### TASK TO CARRY OUT:
Please convert the material below into a Markdown table with the columns Row and Line, one numbered row per line and blank lines omitted.

### EXERCISE INPUTS:
:::

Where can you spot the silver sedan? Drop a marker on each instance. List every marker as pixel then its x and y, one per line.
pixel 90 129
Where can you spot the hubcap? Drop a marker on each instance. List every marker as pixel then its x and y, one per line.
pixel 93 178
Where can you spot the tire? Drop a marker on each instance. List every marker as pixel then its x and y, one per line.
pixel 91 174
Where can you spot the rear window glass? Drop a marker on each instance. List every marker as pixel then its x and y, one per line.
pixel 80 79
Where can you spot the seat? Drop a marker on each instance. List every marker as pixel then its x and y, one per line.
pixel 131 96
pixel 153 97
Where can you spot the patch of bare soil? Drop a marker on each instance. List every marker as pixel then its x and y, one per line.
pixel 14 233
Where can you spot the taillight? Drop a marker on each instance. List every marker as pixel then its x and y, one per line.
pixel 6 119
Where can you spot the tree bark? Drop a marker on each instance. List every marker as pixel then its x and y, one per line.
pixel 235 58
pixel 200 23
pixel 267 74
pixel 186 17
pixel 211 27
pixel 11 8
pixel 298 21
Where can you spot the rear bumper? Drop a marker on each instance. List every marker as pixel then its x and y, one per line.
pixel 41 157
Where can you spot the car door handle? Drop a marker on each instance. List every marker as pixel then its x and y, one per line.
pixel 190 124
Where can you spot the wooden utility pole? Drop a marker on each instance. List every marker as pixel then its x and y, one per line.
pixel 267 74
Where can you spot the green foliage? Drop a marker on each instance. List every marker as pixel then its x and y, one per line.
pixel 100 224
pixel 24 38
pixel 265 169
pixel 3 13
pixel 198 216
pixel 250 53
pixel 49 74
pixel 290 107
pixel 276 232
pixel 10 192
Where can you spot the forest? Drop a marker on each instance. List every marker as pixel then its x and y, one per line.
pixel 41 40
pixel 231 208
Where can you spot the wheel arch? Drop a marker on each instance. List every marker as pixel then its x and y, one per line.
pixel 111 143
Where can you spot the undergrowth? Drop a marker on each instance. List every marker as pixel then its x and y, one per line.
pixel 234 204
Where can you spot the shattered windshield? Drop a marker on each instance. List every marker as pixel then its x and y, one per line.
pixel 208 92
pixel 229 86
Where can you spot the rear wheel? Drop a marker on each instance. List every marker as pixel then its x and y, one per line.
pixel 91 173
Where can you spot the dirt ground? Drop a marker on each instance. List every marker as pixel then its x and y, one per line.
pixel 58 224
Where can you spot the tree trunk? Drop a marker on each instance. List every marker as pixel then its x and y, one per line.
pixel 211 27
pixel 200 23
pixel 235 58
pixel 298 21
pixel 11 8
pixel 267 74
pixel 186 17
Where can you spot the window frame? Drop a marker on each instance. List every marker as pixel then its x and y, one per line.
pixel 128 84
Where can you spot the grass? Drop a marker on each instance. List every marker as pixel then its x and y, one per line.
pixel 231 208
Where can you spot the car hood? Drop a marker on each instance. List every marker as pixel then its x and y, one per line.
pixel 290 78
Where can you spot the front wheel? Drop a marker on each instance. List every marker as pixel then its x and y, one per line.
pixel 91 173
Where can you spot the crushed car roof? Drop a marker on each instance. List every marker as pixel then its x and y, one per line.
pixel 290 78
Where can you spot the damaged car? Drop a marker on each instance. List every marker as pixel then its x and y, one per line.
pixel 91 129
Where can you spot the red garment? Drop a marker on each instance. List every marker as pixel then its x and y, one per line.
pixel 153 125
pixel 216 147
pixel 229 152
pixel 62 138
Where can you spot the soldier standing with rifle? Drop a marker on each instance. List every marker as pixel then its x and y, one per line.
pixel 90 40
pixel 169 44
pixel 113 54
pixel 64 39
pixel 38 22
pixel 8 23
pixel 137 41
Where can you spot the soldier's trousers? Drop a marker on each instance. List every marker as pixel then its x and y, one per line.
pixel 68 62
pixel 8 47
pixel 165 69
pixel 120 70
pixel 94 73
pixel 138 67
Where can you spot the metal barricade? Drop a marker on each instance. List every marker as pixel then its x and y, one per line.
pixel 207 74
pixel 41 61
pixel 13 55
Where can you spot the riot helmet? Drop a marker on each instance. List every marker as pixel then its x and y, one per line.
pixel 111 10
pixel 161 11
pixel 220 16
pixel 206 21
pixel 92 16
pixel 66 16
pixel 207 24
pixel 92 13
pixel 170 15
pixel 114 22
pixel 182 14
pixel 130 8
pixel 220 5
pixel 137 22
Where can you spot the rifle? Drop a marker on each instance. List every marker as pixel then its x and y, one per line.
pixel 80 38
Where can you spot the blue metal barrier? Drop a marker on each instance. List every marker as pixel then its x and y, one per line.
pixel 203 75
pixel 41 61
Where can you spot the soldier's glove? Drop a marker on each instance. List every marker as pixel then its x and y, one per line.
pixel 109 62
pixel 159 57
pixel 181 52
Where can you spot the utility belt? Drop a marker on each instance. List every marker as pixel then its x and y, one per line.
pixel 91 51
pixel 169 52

:::

### WRITTEN RESPONSE:
| Row | Line |
|---|---|
| 1 | Where can you spot the silver sedan? Drop a marker on each instance. List every marker as pixel then its x and y, one per line. |
| 2 | pixel 90 129 |
| 3 | Where can you spot the hubcap? Drop a marker on each instance. List every marker as pixel then its x and y, one per line. |
| 4 | pixel 93 178 |
| 5 | Where can you spot the tire? Drop a marker on each instance. List every marker as pixel then its x and y, one per line. |
| 6 | pixel 91 174 |
| 7 | Where can you spot the rear window glass? Drop a marker on each instance. List every marker as pixel then its x and y, one per line. |
| 8 | pixel 80 79 |
| 9 | Where can you spot the seat? Drop a marker on each instance. List every marker as pixel then its x and y, one per line. |
| 10 | pixel 131 96 |
| 11 | pixel 153 97 |
| 12 | Where can you spot the patch of bare soil? Drop a marker on each instance. List every marker as pixel then its x and y, one per line. |
| 13 | pixel 14 233 |
| 14 | Where can you spot the taillight? Drop a marker on each instance. List every marker as pixel then its x and y, one per line. |
| 15 | pixel 6 119 |
| 16 | Where can you spot the tree bark? Drop a marker on each instance. List every marker as pixel then its x and y, one per line. |
| 17 | pixel 235 58 |
| 18 | pixel 200 23 |
| 19 | pixel 267 74 |
| 20 | pixel 186 17 |
| 21 | pixel 211 27 |
| 22 | pixel 11 8 |
| 23 | pixel 298 21 |
| 24 | Where can you spot the rear bumper? Drop a marker on each instance. List every marker as pixel then its x and y, one per line. |
| 25 | pixel 41 157 |
| 26 | Where can you spot the car door handle? Drop a marker on each instance. List every marker as pixel then its x and y, one per line. |
| 27 | pixel 190 124 |
| 28 | Where can you spot the wooden utility pole? Drop a marker on each instance. List every marker as pixel then its x and y, one per line. |
| 29 | pixel 267 74 |
| 30 | Where can you spot the green foliage? Drop a marker on each instance. List every marker as pixel then its x and y, one per line. |
| 31 | pixel 100 224 |
| 32 | pixel 24 38 |
| 33 | pixel 265 169 |
| 34 | pixel 3 13 |
| 35 | pixel 198 216 |
| 36 | pixel 250 53 |
| 37 | pixel 49 74 |
| 38 | pixel 290 107 |
| 39 | pixel 276 232 |
| 40 | pixel 10 192 |
| 41 | Where can you spot the forest? Drop a marker on each instance. List every marker as pixel then its x and y, one per line. |
| 42 | pixel 41 40 |
| 43 | pixel 231 208 |
| 44 | Where can you spot the wheel arch? Drop a marker on each instance. List every marker as pixel then its x and y, one per line. |
| 45 | pixel 111 143 |
| 46 | Where can you spot the undergrowth? Drop a marker on each instance. List every marker as pixel then its x and y, one per line. |
| 47 | pixel 234 204 |
| 48 | Where can you spot the shattered windshield? Drop a marker on each instance. List every marker as pixel then its x and y, one per line. |
| 49 | pixel 208 92 |
| 50 | pixel 229 86 |
| 51 | Where can you spot the rear wheel? Drop a marker on each instance. List every marker as pixel then its x and y, one per line. |
| 52 | pixel 91 173 |
| 53 | Where can you spot the dirt ground? Drop a marker on each instance. List every marker as pixel then its x and y, one per line. |
| 54 | pixel 58 224 |
| 55 | Where can you spot the tree trunk? Drop a marker on each instance. List every marker as pixel then its x and y, one per line. |
| 56 | pixel 211 27 |
| 57 | pixel 200 23 |
| 58 | pixel 235 58 |
| 59 | pixel 298 21 |
| 60 | pixel 11 8 |
| 61 | pixel 267 74 |
| 62 | pixel 186 17 |
| 63 | Where can you spot the window frame? Drop a marker on each instance. List every marker as pixel then its x and y, one per line. |
| 64 | pixel 128 84 |
| 65 | Where can you spot the grass? Drop a marker on each instance. List every marker as pixel then its x and y, one per line. |
| 66 | pixel 231 208 |
| 67 | Where can you spot the car hood? Drop a marker on each instance. List every marker as pixel then its x and y, one per line. |
| 68 | pixel 290 78 |
| 69 | Where can you spot the front wheel? Drop a marker on each instance. List every marker as pixel then its x and y, one per line. |
| 70 | pixel 91 173 |
| 71 | Where can you spot the crushed car roof? Drop a marker on each instance. List every marker as pixel then its x and y, one per line. |
| 72 | pixel 290 78 |
| 73 | Where can you spot the damaged car? Drop a marker on each instance. List every marker as pixel then its x and y, one per line. |
| 74 | pixel 91 129 |
| 75 | Where can you spot the red garment? Drop a marker on each instance. List every marker as pixel then its x and y, one per line. |
| 76 | pixel 153 125 |
| 77 | pixel 216 147 |
| 78 | pixel 229 152 |
| 79 | pixel 62 138 |
| 80 | Where can you spot the soldier standing with rifle? Drop a marker on each instance. List every marker as pixel then its x and y, one per line. |
| 81 | pixel 90 40 |
| 82 | pixel 169 44 |
| 83 | pixel 113 54 |
| 84 | pixel 64 39 |
| 85 | pixel 38 22 |
| 86 | pixel 8 23 |
| 87 | pixel 137 41 |
| 88 | Where can you spot the soldier's trousers? Drop a marker on each instance. List every marker as pixel then its x and y, one per line. |
| 89 | pixel 68 62 |
| 90 | pixel 8 47 |
| 91 | pixel 165 69 |
| 92 | pixel 120 70 |
| 93 | pixel 94 73 |
| 94 | pixel 138 67 |
| 95 | Where can you spot the metal barricade? Drop a marker on each instance. List every marker as pixel then its x and y, one per line. |
| 96 | pixel 207 74 |
| 97 | pixel 41 61 |
| 98 | pixel 13 55 |
| 99 | Where can you spot the riot helmet? Drop a marker on each instance. List every marker as pixel then its x and y, one per line. |
| 100 | pixel 111 10 |
| 101 | pixel 161 11 |
| 102 | pixel 220 16 |
| 103 | pixel 206 21 |
| 104 | pixel 92 16 |
| 105 | pixel 66 16 |
| 106 | pixel 207 24 |
| 107 | pixel 92 13 |
| 108 | pixel 170 15 |
| 109 | pixel 114 22 |
| 110 | pixel 182 14 |
| 111 | pixel 130 8 |
| 112 | pixel 220 5 |
| 113 | pixel 137 22 |
| 114 | Where can you spot the rifle? Drop a marker on each instance. List every marker as pixel then its x and y, one per line. |
| 115 | pixel 80 38 |
| 116 | Where can you spot the blue metal barrier? Drop a marker on each instance. List every marker as pixel then its x and y, one per line. |
| 117 | pixel 203 75 |
| 118 | pixel 41 61 |
| 119 | Where can you spot the soldier's glove? Drop a marker on each instance. List every marker as pixel then its x and y, one per line. |
| 120 | pixel 109 62 |
| 121 | pixel 159 57 |
| 122 | pixel 181 52 |
| 123 | Where can you spot the utility belt? Drop a marker on each instance. List every marker as pixel then its x and y, one per line. |
| 124 | pixel 91 51 |
| 125 | pixel 169 52 |